[Records from a data source]
<<<<

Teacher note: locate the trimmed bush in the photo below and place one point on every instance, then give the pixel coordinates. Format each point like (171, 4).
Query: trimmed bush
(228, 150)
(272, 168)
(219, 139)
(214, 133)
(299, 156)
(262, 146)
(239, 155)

>>>>

- **Short task**: Format the lines above as a JSON list of strings, one string per line, omitting any blank lines.

- **Result of this task**:
[
  "Teacher note: locate the trimmed bush in the photo below and place one point on every instance, then give the pixel coordinates. Format each point like (171, 4).",
  "Query: trimmed bush",
  "(228, 150)",
  "(272, 168)",
  "(219, 139)",
  "(214, 133)",
  "(299, 156)",
  "(262, 146)",
  "(239, 155)"
]